* _Brano da leggere_:
Le informazioni relative alle complesse operazioni internazionali avviate per distruggere l’arsenale chimico di Assad hanno portato il governo italiano a precisare che nel porto (civile) di Gioia Tauro transiteranno 560 tonnellate di agenti chimici bellici. Una quantità che non sembrerebbe dover inquietare più di tanto, considerando, come ha candidamente argomentato il ministro Lupi, che «ogni giorno nei porti italiani vengono movimentate 2.000 tonnellate di agenti chimici della stessa pericolosità».


Questo dato statistico pare in verità allarmante, anche al di là del contesto specifico. Esso è decisamente rivelatore del paradossale legame ancora  esistente, nonostante le buone intenzioni della green economy, fra il mondo della produzione tecno-industriale e la sua distruttività. È insomma l’amissione che la gestione “normale” del traffico mercantile, e della produzione che esso presuppone, comporta quotidianamente la manipolazione di un potenziale distruttivo superiore (e superiore di quasi quattro volte) a quello di un arsenale di yprite e di gas nervini. Certo, gli scopi per cui i pericolosi agenti chimici sono prodotti, trasportati e scambiati, di regola sono intesi come economicamente produttivi, e in quanto elementi e fattori della crescita vengono giustificati in ultima istanza, in ordine alla costruzione di uno Stato del benessere. 

 

Ma proprio per questo, con una domanda forse impopolare, ci si deve domandare se questo (smantellato) welfare non serbi comunque in sé, ancora sempre, un più o meno mediato warfare. Un distruttivo stato di guerra, intanto, ancora contro l’ambiente? «La tecnica di cui abbiamo disposto sino ad ora – ammoniva Ernst Bloch – sta nella natura come un esercito di occupazione in terra nemica, non sa nulla dell’intero paese». Proprio per questo, le conquiste dell’esercito tecnico-industriale, prive di consapevolezza ambientale, si sono dimostrate insostenibili, autodistruttive. Basti ricordare che il problema dello stoccaggio delle scorie radioattive, nonostante l’eventuale ricorso a futuristici bunker negli strati geologi più profondi, resta oggi tutt’altro che risolto.

* _Sezione dati_:
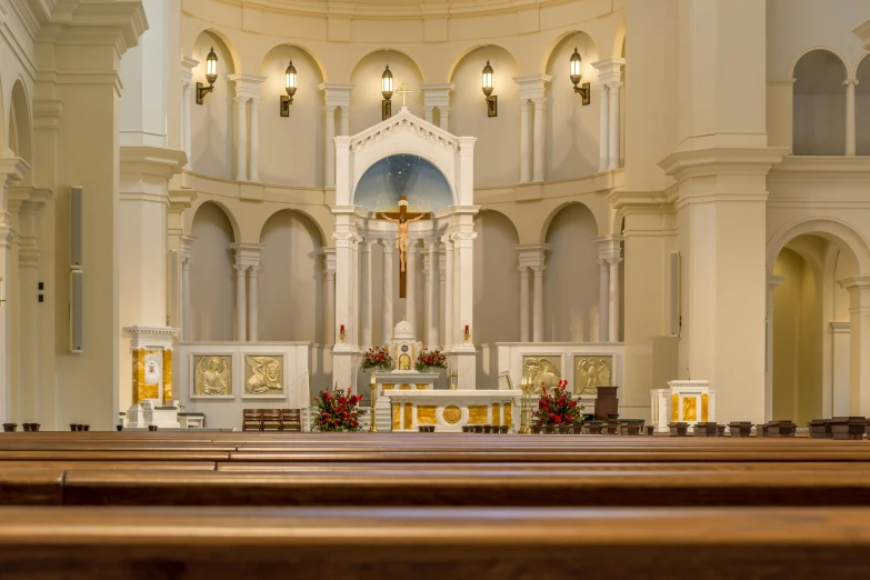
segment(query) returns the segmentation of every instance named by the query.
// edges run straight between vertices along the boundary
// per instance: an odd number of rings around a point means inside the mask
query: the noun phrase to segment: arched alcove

* _Consegne di lavoro_:
1. Rispondi alle domande sul brano, una per riga:
(a) Quante tonnellate di agenti chimici bellici transiteranno nel porto di Gioia Tauro?
(b) Secondo il ministro Lupi, quante tonnellate di agenti chimici della stessa pericolosità vengono movimentate ogni giorno nei porti italiani?
(c) Quale problema resta oggi tutt'altro che risolto?
2. Traduci in inglese questa frase del brano: "Questo dato statistico pare in verità allarmante, anche al di là del contesto specifico."
3. Trascrivi dal brano il passo che inizia con "Ma proprio per" e termina con "tutt’altro che risolto.".
L'elenco non serve per svolgere il lavoro.

* _Soluzioni per consegna_:
1.
(a) 560 tonnellate.
(b) 2.000 tonnellate.
(c) Lo stoccaggio delle scorie radioattive.

2. This statistic actually seems alarming, even beyond the specific context.

3.
Ma proprio per questo, con una domanda forse impopolare, ci si deve domandare se questo (smantellato) welfare non serbi comunque in sé, ancora sempre, un più o meno mediato warfare. Un distruttivo stato di guerra, intanto, ancora contro l’ambiente? «La tecnica di cui abbiamo disposto sino ad ora – ammoniva Ernst Bloch – sta nella natura come un esercito di occupazione in terra nemica, non sa nulla dell’intero paese». Proprio per questo, le conquiste dell’esercito tecnico-industriale, prive di consapevolezza ambientale, si sono dimostrate insostenibili, autodistruttive. Basti ricordare che il problema dello stoccaggio delle scorie radioattive, nonostante l’eventuale ricorso a futuristici bunker negli strati geologi più profondi, resta oggi tutt’altro che risolto.